### [Task details]
Print every entry below again. Nothing may differ from the original.

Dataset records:
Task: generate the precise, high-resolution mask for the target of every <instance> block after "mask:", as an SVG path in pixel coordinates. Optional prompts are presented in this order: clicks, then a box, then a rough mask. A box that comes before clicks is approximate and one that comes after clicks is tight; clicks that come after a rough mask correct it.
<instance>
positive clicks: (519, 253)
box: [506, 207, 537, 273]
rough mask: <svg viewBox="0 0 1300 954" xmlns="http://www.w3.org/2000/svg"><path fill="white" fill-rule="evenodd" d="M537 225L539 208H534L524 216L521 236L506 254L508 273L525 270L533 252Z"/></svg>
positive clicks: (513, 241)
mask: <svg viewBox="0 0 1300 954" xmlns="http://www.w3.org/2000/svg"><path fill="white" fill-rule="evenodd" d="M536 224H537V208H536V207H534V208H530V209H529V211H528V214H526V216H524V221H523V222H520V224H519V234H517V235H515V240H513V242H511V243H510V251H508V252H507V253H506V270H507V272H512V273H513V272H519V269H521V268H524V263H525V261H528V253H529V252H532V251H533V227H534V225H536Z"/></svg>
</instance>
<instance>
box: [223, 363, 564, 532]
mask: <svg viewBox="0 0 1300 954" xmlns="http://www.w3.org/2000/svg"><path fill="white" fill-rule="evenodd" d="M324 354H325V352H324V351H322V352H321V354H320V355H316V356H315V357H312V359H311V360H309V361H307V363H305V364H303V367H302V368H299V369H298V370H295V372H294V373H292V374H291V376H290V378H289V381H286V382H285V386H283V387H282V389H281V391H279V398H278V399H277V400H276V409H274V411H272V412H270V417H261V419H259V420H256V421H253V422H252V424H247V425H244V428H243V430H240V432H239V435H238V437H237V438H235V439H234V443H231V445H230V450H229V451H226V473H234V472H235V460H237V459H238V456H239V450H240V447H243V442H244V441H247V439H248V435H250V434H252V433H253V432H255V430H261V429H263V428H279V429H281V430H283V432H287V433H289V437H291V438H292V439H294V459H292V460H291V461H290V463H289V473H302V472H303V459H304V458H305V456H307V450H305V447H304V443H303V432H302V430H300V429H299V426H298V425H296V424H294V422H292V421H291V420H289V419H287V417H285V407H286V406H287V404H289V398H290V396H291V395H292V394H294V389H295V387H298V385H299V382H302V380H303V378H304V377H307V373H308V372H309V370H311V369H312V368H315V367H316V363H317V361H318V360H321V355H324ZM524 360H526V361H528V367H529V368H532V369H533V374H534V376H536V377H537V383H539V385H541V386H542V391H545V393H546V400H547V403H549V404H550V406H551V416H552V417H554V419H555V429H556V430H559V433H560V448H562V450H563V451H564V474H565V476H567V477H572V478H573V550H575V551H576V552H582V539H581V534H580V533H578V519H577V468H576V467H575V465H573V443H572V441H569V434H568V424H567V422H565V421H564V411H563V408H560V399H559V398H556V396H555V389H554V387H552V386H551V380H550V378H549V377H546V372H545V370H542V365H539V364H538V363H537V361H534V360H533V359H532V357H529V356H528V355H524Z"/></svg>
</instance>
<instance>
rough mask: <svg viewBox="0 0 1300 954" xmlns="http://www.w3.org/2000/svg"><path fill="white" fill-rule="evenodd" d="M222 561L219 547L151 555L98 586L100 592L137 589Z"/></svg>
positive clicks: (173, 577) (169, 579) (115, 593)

### [Result of the exercise]
Task: generate the precise, high-resolution mask for the target of every <instance> block after "mask:", as an SVG path in pixel coordinates. Optional prompts are presented in this order: clicks, then a box, then a rough mask. A box that comes before clicks is approximate and one that comes after clicks is tight; clicks that come after a rough mask correct it.
<instance>
positive clicks: (519, 253)
box: [506, 207, 537, 273]
rough mask: <svg viewBox="0 0 1300 954" xmlns="http://www.w3.org/2000/svg"><path fill="white" fill-rule="evenodd" d="M537 225L539 208H534L524 216L521 236L506 254L508 273L525 270L533 252Z"/></svg>
positive clicks: (513, 241)
mask: <svg viewBox="0 0 1300 954" xmlns="http://www.w3.org/2000/svg"><path fill="white" fill-rule="evenodd" d="M536 224H537V208H536V207H534V208H530V209H529V211H528V214H526V216H524V221H523V222H520V224H519V234H517V235H515V240H513V242H511V243H510V251H508V252H507V253H506V270H507V272H512V273H513V272H519V269H521V268H524V263H525V261H528V253H529V252H532V251H533V227H534V225H536Z"/></svg>
</instance>
<instance>
box: [223, 363, 564, 532]
mask: <svg viewBox="0 0 1300 954" xmlns="http://www.w3.org/2000/svg"><path fill="white" fill-rule="evenodd" d="M324 354H325V352H324V351H322V352H321V354H320V355H316V356H315V357H312V359H311V360H309V361H307V363H305V364H303V367H302V368H299V369H298V370H295V372H294V373H292V374H291V376H290V378H289V381H286V382H285V386H283V387H282V389H281V391H279V398H278V399H277V400H276V409H274V411H272V412H270V417H261V419H259V420H256V421H253V422H252V424H247V425H244V428H243V430H240V432H239V435H238V437H237V438H235V439H234V443H231V445H230V450H229V451H226V473H234V472H235V460H237V459H238V456H239V450H240V447H243V442H244V441H247V439H248V435H250V434H252V433H253V432H255V430H261V429H263V428H279V429H281V430H283V432H287V433H289V437H291V438H292V439H294V459H292V460H291V461H290V463H289V473H302V472H303V459H304V458H305V456H307V450H305V447H304V443H303V432H302V430H300V429H299V426H298V425H296V424H294V422H292V421H291V420H289V419H287V417H285V407H286V406H287V404H289V398H290V396H291V395H292V394H294V389H295V387H298V385H299V382H302V380H303V378H304V377H307V373H308V372H309V370H311V369H312V368H315V367H316V363H317V361H318V360H321V355H324ZM524 360H526V361H528V367H529V368H532V369H533V374H534V376H536V377H537V383H539V385H541V386H542V391H545V393H546V400H547V403H549V404H550V406H551V416H552V417H554V419H555V429H556V430H559V433H560V448H562V450H563V451H564V474H565V476H567V477H572V478H573V550H575V551H576V552H582V539H581V534H580V533H578V519H577V468H576V467H575V465H573V443H572V441H569V434H568V424H567V422H565V421H564V411H563V408H560V399H559V398H556V396H555V389H554V387H552V386H551V380H550V378H549V377H546V372H545V370H542V365H539V364H538V363H537V361H534V360H533V359H532V357H529V356H528V355H524Z"/></svg>
</instance>
<instance>
rough mask: <svg viewBox="0 0 1300 954" xmlns="http://www.w3.org/2000/svg"><path fill="white" fill-rule="evenodd" d="M222 561L219 547L151 555L98 586L100 592L137 589Z"/></svg>
positive clicks: (173, 577) (169, 579) (115, 593)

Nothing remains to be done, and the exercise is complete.